Cásate y tendrás mujer

Si es bonita que celar,

Si es fea que aborrecer,

Si es rica que obedecer,

Si es pobre a quien mantener.

Cásate y tendrás mujer.

Cuando oía palabras descompuestas en boca de persona respetable increpándolo, decía con sorna: «No se ve el moco, sino de donde cuelga». Lo cual me trae a la memoria el haber visto a un personaje respetable de Chile hacer un gesto de asco al leer en una nota oficial estas palabras, asqueroso, infame, vil. Este no veía el moco sino de donde colgaba.

→ **Listado de datos**:
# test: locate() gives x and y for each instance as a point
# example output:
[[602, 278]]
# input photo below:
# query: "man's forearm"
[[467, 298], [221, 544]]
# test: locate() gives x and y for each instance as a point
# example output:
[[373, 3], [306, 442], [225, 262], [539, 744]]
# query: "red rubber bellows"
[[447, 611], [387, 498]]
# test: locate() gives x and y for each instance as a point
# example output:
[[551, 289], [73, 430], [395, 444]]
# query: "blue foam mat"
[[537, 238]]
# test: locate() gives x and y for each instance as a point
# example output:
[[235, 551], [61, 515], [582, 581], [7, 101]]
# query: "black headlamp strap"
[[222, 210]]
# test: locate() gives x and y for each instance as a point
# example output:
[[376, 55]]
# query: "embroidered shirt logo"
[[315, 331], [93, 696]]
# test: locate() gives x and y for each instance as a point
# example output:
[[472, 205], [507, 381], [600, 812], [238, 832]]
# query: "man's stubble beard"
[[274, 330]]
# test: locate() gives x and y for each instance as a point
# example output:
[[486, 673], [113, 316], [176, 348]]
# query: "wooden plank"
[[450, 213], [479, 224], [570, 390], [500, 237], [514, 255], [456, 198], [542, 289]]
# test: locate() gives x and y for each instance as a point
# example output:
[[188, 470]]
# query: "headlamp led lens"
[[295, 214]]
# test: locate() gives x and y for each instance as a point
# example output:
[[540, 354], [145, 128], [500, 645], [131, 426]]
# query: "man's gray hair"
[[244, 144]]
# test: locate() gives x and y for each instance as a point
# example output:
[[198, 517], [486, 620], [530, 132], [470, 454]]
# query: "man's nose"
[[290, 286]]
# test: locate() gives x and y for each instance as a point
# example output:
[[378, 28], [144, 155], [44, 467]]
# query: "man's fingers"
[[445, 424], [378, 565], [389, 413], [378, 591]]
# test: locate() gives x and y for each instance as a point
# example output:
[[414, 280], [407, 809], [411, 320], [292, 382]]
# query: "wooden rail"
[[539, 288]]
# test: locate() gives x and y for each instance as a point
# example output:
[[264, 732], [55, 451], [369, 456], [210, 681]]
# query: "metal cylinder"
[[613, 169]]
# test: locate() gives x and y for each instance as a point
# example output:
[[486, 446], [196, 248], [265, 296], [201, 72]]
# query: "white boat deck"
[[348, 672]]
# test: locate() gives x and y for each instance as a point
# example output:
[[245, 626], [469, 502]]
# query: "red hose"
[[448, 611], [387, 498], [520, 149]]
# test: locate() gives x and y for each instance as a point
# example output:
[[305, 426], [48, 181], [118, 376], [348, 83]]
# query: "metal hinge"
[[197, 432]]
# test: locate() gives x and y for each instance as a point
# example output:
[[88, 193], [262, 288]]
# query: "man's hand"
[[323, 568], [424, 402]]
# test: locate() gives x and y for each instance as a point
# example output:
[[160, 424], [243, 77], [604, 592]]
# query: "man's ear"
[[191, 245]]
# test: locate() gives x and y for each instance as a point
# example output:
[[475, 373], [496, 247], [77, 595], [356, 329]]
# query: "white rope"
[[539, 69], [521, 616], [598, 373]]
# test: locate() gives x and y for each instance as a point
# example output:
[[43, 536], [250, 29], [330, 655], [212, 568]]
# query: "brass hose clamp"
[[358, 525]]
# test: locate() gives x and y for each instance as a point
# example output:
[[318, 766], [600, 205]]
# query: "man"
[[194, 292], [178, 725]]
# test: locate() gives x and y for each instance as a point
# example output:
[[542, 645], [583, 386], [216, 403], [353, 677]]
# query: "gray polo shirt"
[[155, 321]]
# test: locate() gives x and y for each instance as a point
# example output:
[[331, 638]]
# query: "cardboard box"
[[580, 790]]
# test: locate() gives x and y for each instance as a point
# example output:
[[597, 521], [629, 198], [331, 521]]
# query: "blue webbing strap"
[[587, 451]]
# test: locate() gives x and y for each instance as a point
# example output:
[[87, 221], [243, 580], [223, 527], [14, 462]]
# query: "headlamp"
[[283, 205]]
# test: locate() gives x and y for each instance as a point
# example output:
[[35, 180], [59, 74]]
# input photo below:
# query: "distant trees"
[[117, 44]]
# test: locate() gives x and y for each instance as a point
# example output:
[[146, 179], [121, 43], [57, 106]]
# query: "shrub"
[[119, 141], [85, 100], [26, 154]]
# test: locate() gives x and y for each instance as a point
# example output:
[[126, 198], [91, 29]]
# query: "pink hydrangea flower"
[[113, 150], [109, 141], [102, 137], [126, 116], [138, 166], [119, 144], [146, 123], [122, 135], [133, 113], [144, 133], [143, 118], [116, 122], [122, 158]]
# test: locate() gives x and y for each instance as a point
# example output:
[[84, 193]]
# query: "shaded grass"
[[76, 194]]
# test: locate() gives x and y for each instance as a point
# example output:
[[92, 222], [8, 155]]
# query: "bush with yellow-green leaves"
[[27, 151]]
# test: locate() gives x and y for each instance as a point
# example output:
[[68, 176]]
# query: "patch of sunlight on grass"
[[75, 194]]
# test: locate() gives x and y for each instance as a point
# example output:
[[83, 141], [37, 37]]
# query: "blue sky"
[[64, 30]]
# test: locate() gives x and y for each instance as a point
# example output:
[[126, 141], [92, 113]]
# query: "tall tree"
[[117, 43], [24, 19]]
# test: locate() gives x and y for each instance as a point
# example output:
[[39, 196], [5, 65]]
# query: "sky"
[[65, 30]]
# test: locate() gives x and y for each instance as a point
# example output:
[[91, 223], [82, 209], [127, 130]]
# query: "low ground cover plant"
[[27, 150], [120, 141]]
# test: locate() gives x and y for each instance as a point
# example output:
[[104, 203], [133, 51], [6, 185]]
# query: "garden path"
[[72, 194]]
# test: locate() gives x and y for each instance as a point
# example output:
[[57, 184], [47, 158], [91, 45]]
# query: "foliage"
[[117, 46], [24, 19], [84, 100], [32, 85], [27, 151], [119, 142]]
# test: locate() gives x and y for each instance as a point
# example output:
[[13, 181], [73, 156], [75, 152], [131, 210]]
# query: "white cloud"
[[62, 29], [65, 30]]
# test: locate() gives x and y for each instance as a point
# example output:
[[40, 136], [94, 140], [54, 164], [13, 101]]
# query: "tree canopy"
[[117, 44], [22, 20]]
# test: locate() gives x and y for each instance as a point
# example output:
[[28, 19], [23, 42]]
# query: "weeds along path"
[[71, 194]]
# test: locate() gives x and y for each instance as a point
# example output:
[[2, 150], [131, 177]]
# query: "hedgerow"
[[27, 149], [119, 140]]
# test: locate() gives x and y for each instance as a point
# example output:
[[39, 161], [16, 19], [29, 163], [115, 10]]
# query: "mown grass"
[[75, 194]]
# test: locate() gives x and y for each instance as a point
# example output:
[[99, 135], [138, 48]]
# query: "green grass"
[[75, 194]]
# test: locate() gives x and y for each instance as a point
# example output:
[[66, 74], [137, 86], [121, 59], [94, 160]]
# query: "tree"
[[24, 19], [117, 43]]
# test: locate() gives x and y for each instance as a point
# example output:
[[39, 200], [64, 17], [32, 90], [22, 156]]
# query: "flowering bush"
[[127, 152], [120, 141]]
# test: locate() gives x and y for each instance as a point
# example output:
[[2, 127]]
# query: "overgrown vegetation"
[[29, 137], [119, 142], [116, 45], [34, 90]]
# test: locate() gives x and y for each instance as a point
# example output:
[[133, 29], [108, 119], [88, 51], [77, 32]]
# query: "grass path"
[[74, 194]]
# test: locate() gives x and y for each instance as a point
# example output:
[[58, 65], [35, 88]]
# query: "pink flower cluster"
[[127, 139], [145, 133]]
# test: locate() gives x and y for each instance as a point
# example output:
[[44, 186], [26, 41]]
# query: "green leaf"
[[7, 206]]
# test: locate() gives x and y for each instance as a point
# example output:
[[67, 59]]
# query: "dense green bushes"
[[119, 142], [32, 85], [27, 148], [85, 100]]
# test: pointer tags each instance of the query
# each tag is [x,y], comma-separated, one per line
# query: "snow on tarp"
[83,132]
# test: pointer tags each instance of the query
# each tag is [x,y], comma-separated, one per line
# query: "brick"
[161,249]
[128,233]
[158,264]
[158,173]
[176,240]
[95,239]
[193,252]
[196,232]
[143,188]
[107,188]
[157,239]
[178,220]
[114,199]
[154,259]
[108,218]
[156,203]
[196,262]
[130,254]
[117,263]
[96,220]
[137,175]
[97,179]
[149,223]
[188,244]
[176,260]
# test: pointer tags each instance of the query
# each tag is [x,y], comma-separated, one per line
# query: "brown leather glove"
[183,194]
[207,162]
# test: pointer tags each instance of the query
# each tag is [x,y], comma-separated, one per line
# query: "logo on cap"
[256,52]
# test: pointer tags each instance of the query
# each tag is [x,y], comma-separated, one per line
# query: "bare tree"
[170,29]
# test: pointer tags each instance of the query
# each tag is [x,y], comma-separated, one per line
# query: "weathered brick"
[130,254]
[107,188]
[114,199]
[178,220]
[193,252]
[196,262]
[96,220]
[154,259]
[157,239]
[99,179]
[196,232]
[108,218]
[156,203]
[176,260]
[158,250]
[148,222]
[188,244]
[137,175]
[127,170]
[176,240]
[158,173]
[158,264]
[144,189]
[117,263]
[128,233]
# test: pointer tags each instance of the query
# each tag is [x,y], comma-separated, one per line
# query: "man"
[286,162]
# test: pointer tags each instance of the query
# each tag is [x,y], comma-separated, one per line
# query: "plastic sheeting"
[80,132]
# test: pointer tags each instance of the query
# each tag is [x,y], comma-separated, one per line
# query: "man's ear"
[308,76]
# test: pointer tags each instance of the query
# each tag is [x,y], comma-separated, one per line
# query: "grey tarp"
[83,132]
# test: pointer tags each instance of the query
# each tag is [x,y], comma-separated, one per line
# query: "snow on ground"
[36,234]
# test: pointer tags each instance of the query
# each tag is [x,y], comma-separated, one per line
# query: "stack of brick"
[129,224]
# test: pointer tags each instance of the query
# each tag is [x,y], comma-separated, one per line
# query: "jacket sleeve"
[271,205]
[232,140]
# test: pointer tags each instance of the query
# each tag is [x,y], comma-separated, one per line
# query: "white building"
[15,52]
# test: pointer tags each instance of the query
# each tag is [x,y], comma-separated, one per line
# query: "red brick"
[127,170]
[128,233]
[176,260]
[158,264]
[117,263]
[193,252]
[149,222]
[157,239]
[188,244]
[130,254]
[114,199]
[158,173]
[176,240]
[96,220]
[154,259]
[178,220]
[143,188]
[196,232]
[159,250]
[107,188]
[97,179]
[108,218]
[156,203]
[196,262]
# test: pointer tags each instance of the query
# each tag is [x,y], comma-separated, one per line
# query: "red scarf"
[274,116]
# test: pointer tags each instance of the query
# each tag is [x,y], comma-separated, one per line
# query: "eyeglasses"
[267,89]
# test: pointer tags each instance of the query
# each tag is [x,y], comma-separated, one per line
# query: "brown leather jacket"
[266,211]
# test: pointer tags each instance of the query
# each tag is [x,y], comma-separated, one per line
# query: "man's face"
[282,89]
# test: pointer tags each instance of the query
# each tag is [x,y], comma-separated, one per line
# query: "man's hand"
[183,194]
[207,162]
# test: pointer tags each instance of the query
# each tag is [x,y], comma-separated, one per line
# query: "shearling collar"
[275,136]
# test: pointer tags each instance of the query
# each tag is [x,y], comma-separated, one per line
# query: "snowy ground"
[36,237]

→ **Tarea 1**:
Según el texto extraído, ¿qué se decía con sorna al oír palabras descompuestas en boca de una persona respetable?
→ **Tarea 2**:
¿Qué cuatro condiciones de la mujer menciona la copla del texto extraído?
→ **Tarea 3**:
Prolonga el texto extraído sobre el refrán del moco a partir de su última oración.

→ **Respuesta escrita 1**:
«No se ve el moco, sino de donde cuelga».

→ **Respuesta escrita 2**:
Bonita, fea, rica y pobre.

→ **Respuesta escrita 3**:
Otra rama de Mallea se debió establecer en Mendoza, pues el padre de don Alejo Mallea, hoy gobernador de aquella provincia, era su descendiente y se llamaba como él Juan Eugenio. En fin, los actuales representantes del alférez real entraron en nuestra familia por doña Ángela Salcedo, esposa de don Domingo Soriano Sarmiento y don Fermín Mallea marido de doña Mercedes. Doria Ángela, viuda, me encargó de los negocios de su marido y de la primera educación de su hijo. Una esclava suya alzada la denunció en mi ausencia por unitaria, prueba de ello que tenía en un agujero escondidas unas cuantas talegas de plata. Acudió la policía y el ministro de gobierno a verificar el hecho, y los primeros funcionarios del estado federalizado, atraídos irresistiblemente, seducidos por aquellos pesos fuertes... se llenaban los bolsillos en presencia de la inocente víctima de aquel salteo. Facundo, el ladrón de pueblos, tuvo asco esta vez de los suyos, y Benavides quince años después ha pagado parte del robo, por un movimiento de pudor que le honra.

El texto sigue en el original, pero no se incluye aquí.